- _Problem details_
Please copy the records again, starting at the line that contains "the white wall" and ending at the last line of the records, with the requests kept. Raise every x and y coordinate in the answer points by 23, leave the sample points unchanged, and omit the pictures.
== Data listing ==
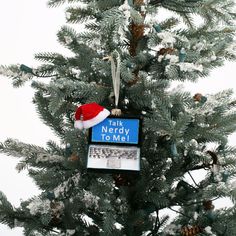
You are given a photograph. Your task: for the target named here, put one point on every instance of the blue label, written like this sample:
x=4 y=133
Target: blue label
x=115 y=130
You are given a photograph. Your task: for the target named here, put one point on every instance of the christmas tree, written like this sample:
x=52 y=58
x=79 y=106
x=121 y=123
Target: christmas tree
x=127 y=59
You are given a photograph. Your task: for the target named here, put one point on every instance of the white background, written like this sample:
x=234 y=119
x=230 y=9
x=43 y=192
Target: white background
x=28 y=27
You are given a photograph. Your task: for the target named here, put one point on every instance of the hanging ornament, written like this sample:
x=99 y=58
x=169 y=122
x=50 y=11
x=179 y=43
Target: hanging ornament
x=157 y=27
x=68 y=150
x=207 y=205
x=173 y=149
x=225 y=175
x=74 y=157
x=56 y=212
x=89 y=115
x=182 y=55
x=198 y=97
x=130 y=2
x=164 y=51
x=190 y=230
x=115 y=72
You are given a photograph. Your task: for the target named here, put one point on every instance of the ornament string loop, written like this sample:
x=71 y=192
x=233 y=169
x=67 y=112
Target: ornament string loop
x=115 y=72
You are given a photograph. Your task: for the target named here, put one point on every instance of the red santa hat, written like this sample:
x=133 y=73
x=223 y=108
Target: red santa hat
x=90 y=114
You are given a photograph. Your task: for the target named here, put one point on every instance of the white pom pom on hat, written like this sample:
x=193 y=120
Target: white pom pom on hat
x=89 y=115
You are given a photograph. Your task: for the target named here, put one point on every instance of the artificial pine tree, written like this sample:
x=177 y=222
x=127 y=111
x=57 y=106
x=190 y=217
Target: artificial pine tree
x=182 y=134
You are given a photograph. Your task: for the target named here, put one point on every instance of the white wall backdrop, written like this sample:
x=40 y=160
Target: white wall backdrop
x=28 y=27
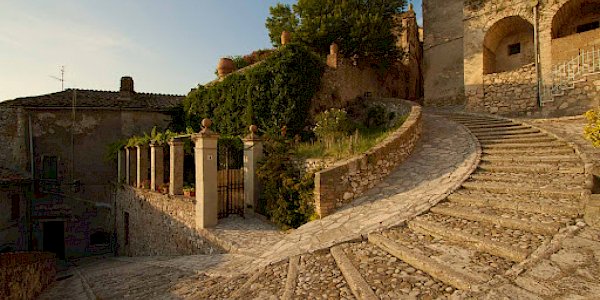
===
- _Solution to the exercise_
You are given a photograph. Your task: for the target named here, put one point on every instance of the white wall backdrop, written like this sample:
x=40 y=160
Target: white wall backdrop
x=51 y=50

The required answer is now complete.